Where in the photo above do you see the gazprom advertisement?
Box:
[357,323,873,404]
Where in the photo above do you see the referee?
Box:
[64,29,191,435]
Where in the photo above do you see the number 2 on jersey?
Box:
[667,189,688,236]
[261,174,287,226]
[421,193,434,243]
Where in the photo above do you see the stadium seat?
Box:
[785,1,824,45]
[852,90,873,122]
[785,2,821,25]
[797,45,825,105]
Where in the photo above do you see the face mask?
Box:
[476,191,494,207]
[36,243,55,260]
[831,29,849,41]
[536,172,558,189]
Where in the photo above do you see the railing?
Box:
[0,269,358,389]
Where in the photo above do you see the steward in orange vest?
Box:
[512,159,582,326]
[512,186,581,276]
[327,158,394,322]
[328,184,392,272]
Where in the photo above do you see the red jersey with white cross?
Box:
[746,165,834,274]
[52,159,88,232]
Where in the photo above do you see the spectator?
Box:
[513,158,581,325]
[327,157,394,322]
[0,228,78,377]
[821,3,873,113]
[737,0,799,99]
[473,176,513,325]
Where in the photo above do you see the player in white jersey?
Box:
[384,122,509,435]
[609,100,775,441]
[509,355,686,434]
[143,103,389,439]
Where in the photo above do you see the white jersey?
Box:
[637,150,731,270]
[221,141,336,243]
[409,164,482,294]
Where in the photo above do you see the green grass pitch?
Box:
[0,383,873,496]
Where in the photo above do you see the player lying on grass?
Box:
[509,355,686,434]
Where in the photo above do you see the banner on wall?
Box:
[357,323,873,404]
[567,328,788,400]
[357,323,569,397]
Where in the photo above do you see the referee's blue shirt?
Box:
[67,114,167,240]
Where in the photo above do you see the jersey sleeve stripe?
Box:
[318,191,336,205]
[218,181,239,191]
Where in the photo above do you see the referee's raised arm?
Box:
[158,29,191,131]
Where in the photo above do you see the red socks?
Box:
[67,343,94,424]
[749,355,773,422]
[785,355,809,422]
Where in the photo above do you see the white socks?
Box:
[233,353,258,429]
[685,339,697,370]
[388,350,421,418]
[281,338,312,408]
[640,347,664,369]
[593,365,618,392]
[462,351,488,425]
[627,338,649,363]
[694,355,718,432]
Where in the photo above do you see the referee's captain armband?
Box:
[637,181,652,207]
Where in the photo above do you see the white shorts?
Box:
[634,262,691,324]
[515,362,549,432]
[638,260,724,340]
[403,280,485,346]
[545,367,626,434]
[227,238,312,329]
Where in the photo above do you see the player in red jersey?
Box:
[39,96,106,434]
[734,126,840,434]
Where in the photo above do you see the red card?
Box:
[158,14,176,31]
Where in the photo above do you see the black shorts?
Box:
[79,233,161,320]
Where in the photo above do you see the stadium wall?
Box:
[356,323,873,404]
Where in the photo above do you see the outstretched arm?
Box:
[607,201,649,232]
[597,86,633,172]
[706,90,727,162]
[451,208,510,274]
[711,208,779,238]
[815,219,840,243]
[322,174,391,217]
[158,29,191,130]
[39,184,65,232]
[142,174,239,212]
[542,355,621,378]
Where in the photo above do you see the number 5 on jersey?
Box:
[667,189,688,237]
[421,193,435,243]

==

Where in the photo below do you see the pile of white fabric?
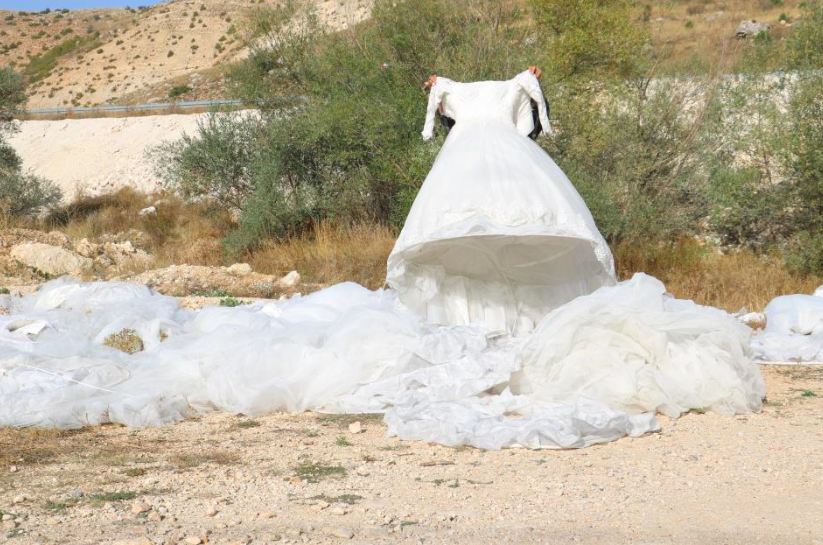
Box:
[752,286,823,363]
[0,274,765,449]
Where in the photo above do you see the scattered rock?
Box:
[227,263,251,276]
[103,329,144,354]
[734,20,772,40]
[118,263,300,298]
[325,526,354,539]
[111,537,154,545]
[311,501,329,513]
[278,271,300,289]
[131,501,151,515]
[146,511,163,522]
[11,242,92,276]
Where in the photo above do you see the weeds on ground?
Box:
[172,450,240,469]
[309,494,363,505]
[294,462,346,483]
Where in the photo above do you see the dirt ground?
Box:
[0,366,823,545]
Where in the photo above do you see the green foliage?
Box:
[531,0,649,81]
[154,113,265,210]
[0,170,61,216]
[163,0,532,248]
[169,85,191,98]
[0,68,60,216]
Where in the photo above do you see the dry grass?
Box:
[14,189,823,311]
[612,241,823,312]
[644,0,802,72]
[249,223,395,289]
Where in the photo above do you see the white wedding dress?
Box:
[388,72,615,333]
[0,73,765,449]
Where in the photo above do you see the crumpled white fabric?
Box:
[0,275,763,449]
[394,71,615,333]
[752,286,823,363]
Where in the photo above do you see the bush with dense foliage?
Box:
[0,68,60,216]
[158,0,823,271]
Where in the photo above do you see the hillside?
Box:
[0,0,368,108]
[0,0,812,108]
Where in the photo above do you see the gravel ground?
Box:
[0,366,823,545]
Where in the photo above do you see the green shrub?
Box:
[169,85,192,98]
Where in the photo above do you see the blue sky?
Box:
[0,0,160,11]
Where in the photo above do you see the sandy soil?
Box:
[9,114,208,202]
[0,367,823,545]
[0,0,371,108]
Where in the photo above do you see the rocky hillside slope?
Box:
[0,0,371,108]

...

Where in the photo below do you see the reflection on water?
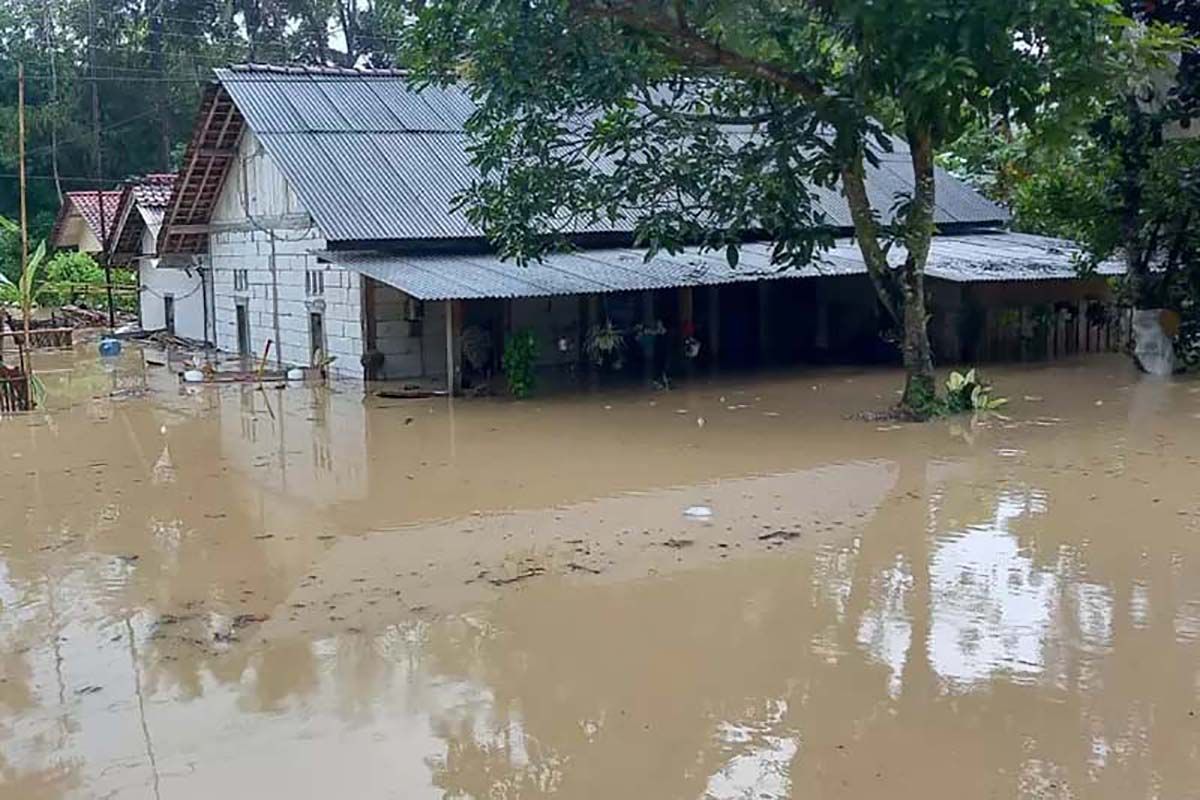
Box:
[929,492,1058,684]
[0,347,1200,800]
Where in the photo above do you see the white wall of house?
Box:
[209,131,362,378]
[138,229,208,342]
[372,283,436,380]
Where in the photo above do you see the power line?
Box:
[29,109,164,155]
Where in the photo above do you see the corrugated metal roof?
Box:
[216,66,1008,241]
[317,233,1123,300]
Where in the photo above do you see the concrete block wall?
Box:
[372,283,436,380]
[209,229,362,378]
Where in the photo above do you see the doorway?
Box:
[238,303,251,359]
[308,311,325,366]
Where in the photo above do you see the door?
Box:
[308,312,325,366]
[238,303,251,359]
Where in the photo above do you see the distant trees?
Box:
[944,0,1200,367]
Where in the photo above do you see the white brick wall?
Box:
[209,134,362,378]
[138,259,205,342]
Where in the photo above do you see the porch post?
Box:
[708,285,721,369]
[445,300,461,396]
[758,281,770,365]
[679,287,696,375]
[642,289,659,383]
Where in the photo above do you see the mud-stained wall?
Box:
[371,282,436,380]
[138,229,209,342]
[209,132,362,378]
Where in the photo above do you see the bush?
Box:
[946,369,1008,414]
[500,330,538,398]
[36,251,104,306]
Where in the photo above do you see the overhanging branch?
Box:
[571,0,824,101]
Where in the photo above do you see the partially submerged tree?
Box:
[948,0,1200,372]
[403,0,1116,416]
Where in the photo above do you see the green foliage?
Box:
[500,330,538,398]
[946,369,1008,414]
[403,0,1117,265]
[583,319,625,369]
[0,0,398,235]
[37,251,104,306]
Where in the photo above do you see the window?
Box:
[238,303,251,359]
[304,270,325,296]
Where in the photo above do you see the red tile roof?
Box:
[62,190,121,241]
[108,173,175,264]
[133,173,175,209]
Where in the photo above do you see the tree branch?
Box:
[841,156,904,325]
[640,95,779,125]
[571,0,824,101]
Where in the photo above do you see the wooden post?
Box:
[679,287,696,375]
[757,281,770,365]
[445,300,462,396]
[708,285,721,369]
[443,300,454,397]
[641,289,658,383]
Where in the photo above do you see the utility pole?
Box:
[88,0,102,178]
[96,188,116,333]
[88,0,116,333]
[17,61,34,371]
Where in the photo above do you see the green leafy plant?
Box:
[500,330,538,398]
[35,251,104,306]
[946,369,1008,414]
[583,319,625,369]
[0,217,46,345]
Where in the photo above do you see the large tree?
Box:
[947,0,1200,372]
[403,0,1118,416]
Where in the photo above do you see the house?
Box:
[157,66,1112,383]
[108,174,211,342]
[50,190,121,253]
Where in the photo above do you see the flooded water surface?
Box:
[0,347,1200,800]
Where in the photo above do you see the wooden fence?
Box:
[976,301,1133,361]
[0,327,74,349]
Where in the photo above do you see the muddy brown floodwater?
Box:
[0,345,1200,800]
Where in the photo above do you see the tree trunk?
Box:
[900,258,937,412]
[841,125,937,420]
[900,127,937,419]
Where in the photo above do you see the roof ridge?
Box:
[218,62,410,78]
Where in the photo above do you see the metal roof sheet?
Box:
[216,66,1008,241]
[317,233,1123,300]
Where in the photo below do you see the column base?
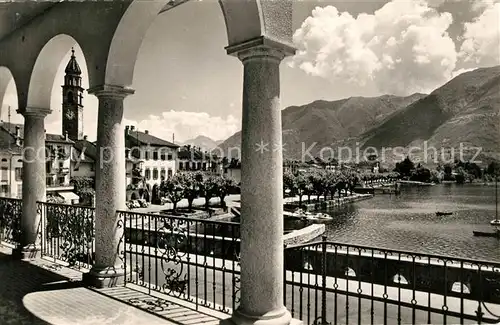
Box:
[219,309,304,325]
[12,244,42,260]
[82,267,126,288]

**Exercise instructions**
Render the lines between the one holding "in red jersey?" and the one holding "[421,193,435,243]", inclusive, as a Markdown table with a Row column numbering each line and a Line column giving its text. Leave out any blank lines.

**Finished exercise**
| Row | Line |
|---|---|
| 1 | Where in the photo above do you see the player in red jersey? |
| 2 | Box: |
| 3 | [39,96,106,434] |
| 4 | [734,126,840,434] |
| 5 | Where in the photo above do you see the red card? |
| 6 | Box: |
| 7 | [158,14,176,31] |
| 8 | Where in the photo above do you see the black shorts? |
| 9 | Box: |
| 10 | [79,233,161,320] |
| 11 | Where in the photo above do you see the stadium wall? |
| 12 | Box: |
| 13 | [356,323,873,404] |
| 14 | Where in the photo above do you see the outstretched arm? |
| 15 | Box: |
| 16 | [607,201,649,232] |
| 17 | [597,86,633,172] |
| 18 | [706,90,727,162] |
| 19 | [451,208,510,274] |
| 20 | [711,208,779,238] |
| 21 | [815,219,840,243] |
| 22 | [322,174,391,217] |
| 23 | [158,29,191,130] |
| 24 | [39,184,65,232] |
| 25 | [142,174,239,212] |
| 26 | [542,355,621,378] |
| 27 | Where in the photo above do you see the number 5 on jersey? |
| 28 | Box: |
| 29 | [667,189,688,237] |
| 30 | [421,193,435,243] |